**Records supplied**
======
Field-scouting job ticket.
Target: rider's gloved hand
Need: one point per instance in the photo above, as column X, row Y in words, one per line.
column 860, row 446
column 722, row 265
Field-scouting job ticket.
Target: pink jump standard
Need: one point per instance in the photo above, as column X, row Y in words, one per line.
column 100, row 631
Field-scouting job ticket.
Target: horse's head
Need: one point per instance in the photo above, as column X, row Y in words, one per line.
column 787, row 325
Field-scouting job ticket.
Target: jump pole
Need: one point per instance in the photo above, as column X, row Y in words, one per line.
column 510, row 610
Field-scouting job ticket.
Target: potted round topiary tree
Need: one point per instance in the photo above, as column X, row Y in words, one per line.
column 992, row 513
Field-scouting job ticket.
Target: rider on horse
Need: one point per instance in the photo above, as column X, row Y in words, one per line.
======
Your reply must reproduce all records above exactly.

Field-scouting job ticket.
Target: rider's gloved hand
Need: one point per instance in the photo above, as column X, row Y in words, one per line.
column 860, row 446
column 722, row 265
Field-scouting job ticket.
Target: pink jump standard
Need: one point per instance in the photo above, as column X, row Y in words, one per line.
column 100, row 631
Field-scouting job ticket.
Target: horse's head
Need: one point per instance in the photo above, as column X, row Y in words, one per line.
column 787, row 325
Field-scouting job ticket.
Target: jump pole
Need: one point per instance in the photo above, as column X, row Y in words, one per line.
column 510, row 610
Field-scouting job ticket.
Target: potted round topiary tree
Need: one point per instance in the photo above, as column X, row Y in words, one per line.
column 992, row 513
Field-scouting job ticket.
Target: rider on horse
Need: one point per instance in the photo above, as column X, row Y in words, one per line.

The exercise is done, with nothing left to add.